---------- RECORDS SUPPLIED ----------

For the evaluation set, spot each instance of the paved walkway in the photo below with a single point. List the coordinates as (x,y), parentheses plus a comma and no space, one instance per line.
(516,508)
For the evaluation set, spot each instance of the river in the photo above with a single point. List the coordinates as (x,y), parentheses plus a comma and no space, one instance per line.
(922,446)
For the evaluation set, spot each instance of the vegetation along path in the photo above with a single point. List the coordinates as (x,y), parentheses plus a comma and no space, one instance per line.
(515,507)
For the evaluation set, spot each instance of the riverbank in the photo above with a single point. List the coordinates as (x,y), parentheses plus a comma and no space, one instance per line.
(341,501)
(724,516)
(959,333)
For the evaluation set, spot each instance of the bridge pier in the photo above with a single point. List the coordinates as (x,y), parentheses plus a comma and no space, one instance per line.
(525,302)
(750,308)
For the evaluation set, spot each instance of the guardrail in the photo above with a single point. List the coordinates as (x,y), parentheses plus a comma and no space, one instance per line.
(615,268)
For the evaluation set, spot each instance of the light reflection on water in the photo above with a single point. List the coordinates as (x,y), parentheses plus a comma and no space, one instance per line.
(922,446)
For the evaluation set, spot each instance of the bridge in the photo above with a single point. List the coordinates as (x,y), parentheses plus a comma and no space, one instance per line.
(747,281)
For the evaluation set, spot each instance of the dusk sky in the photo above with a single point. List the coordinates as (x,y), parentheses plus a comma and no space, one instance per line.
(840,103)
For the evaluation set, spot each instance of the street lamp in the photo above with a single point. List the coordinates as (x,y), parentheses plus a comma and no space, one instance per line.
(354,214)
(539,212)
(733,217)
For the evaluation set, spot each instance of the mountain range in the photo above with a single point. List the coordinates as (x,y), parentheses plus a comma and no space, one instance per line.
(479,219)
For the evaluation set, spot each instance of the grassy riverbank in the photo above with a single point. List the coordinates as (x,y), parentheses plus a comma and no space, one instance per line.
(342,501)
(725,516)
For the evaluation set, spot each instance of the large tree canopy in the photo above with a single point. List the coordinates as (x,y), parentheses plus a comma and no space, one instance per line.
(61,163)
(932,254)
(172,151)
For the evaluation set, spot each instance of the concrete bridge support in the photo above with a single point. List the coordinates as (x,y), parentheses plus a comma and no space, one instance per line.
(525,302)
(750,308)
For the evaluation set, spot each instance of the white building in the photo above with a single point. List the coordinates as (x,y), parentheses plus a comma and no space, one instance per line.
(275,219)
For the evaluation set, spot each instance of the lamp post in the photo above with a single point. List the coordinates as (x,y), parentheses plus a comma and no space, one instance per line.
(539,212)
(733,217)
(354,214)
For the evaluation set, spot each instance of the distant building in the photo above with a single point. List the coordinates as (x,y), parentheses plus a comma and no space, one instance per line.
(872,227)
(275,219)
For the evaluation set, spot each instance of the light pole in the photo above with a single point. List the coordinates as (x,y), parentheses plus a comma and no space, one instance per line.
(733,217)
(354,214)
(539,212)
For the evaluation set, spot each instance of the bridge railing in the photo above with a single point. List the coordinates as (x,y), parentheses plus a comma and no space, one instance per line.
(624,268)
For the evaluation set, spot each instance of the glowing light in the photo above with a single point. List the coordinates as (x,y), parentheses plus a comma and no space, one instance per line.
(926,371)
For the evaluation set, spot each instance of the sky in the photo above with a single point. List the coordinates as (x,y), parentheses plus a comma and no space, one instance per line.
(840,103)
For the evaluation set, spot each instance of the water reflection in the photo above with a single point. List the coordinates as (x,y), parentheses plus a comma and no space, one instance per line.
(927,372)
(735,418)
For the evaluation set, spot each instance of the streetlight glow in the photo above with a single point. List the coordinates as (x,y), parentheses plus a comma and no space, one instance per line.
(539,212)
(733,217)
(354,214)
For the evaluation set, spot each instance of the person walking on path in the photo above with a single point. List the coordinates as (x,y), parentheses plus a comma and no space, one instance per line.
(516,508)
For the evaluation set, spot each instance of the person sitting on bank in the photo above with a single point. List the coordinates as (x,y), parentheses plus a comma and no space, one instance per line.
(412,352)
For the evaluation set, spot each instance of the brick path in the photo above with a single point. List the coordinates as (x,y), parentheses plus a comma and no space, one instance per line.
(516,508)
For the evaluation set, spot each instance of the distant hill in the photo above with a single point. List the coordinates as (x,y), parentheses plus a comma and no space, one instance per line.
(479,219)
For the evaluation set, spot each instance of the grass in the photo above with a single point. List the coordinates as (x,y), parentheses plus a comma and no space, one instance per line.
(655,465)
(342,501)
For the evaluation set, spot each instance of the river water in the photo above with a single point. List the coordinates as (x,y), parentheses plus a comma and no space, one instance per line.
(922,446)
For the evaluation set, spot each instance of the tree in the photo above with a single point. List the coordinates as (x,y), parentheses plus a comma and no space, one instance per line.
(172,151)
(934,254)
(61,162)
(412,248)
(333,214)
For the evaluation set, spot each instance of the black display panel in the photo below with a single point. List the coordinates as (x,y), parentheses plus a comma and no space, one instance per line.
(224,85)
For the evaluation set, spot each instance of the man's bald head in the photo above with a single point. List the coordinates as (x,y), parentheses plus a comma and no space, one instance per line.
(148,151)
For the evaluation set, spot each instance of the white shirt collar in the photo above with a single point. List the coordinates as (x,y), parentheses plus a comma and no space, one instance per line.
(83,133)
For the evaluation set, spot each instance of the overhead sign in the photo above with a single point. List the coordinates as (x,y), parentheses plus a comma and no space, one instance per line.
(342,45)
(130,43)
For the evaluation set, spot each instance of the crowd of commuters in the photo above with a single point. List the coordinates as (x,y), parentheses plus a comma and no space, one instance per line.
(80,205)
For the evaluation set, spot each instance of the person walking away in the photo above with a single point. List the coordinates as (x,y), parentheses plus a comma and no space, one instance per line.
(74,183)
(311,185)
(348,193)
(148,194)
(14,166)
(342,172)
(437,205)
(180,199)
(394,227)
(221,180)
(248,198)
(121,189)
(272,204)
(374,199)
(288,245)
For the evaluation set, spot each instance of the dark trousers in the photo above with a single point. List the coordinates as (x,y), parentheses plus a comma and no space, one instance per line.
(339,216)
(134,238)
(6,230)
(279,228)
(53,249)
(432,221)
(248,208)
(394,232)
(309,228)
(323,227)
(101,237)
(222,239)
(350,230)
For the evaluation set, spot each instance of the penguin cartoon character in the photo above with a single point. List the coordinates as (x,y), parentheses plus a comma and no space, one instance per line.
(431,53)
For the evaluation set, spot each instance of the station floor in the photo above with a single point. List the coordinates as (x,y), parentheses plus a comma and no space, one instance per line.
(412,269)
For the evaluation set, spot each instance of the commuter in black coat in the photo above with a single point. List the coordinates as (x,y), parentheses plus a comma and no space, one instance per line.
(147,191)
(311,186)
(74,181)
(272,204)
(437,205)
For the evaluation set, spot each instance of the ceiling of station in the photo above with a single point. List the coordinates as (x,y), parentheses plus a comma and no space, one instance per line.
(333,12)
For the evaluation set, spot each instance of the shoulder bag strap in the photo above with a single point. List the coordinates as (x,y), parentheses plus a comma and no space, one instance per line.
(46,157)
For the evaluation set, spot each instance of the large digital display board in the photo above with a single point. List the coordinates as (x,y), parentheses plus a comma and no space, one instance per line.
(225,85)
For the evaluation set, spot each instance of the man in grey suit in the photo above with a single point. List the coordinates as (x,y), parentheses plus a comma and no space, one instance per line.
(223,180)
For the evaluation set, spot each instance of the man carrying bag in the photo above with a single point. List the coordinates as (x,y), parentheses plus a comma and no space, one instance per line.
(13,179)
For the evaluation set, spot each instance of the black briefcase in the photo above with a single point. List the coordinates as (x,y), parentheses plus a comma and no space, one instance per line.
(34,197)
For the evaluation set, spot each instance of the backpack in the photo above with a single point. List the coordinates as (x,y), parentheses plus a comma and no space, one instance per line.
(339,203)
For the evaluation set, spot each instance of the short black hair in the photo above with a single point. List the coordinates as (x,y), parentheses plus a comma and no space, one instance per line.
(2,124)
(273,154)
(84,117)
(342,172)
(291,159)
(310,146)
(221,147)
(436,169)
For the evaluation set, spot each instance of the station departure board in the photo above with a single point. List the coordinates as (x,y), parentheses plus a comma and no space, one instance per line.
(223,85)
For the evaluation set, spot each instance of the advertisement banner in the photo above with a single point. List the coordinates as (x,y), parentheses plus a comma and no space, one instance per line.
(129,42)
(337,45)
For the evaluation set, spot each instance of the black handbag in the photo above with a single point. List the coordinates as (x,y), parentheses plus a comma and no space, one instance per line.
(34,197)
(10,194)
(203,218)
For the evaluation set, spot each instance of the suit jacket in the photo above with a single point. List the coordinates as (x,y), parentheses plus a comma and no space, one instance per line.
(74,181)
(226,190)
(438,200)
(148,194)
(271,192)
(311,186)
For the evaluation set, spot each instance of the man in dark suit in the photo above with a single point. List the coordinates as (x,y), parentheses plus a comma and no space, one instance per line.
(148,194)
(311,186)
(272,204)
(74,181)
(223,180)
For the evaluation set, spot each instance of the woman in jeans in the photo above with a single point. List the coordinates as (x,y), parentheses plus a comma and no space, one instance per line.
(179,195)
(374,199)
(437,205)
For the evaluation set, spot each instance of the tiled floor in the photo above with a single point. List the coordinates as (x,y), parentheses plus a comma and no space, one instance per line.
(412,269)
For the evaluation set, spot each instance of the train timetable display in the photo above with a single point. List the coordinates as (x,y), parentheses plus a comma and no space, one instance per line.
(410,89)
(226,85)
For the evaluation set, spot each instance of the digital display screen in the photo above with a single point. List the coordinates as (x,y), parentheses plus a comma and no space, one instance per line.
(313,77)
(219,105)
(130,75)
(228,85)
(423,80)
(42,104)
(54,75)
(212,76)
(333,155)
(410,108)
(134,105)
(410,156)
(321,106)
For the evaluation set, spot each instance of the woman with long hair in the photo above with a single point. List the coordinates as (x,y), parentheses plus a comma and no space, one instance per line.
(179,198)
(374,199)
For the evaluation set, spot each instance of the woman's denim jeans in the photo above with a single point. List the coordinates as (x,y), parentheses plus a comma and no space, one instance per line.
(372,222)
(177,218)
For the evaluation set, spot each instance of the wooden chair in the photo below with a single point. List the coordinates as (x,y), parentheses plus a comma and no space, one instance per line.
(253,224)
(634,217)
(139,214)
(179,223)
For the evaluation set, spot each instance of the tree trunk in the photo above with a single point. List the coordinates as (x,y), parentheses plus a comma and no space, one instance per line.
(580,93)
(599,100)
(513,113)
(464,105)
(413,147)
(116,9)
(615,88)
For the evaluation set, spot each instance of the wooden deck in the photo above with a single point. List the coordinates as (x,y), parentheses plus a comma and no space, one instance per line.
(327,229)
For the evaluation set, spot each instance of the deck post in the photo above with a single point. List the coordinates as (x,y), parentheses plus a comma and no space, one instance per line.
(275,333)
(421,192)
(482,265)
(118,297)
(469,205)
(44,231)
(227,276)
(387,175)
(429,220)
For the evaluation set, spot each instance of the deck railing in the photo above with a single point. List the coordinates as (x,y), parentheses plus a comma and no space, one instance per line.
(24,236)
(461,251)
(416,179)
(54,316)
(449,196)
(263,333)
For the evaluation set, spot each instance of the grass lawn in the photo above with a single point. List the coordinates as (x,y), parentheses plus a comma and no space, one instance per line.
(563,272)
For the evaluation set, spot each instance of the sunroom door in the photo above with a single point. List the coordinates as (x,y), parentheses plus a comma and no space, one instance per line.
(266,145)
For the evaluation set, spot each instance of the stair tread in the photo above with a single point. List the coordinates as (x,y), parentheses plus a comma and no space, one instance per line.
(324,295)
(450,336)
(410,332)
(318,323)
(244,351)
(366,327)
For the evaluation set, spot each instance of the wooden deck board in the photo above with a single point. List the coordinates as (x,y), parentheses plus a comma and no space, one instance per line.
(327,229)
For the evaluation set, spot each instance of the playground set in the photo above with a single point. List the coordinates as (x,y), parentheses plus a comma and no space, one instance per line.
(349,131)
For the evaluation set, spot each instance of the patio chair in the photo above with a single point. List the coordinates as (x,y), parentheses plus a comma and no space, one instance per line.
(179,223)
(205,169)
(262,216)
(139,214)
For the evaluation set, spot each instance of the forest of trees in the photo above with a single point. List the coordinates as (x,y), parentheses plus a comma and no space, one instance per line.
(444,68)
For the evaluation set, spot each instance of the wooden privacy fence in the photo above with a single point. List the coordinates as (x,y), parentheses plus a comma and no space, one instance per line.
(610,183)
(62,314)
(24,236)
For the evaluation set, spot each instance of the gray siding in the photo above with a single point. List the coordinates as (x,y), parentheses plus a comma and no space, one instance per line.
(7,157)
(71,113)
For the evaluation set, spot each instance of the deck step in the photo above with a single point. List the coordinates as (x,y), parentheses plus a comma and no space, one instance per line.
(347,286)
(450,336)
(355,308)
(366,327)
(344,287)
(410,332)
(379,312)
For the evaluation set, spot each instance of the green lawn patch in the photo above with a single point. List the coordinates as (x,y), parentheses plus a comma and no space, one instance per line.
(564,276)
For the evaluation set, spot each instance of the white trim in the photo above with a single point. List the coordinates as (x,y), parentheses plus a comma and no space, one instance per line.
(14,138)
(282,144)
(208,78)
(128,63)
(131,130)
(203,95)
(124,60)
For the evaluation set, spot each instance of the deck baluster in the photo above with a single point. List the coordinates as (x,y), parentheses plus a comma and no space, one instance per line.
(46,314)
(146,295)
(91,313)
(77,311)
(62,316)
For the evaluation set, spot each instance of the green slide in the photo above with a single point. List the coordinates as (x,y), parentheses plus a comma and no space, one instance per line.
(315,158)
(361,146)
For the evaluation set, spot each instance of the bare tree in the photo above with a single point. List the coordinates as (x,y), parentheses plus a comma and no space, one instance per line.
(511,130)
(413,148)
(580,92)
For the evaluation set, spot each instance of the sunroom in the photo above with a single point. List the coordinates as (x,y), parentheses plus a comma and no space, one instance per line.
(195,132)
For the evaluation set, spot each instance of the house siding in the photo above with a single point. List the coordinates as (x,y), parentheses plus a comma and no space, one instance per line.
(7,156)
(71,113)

----------

_EXERCISE OBJECTIVE:_
Only the lines from the one containing "For the evaluation set, spot each instance of the bare" through the end of the entries above belong in the answer; repeat them exactly.

_RESPONSE TO THE EXERCISE:_
For the evaluation set, spot each instance of the bare tree in the photo above with a single point. List the coordinates as (x,y), parentheses plus a comma and no space, one instance per line.
(511,130)
(413,148)
(580,92)
For the evaluation set, spot each instance of the sunroom in the photo above with a single point. List the coordinates as (x,y), parentheses plus a comma and no space, one instance per line.
(195,132)
For the evaluation set, spot each instance of the house siding in the photo above with a single point. List the coordinates as (x,y), parentheses plus a comma and no space, one instance per line.
(7,156)
(71,113)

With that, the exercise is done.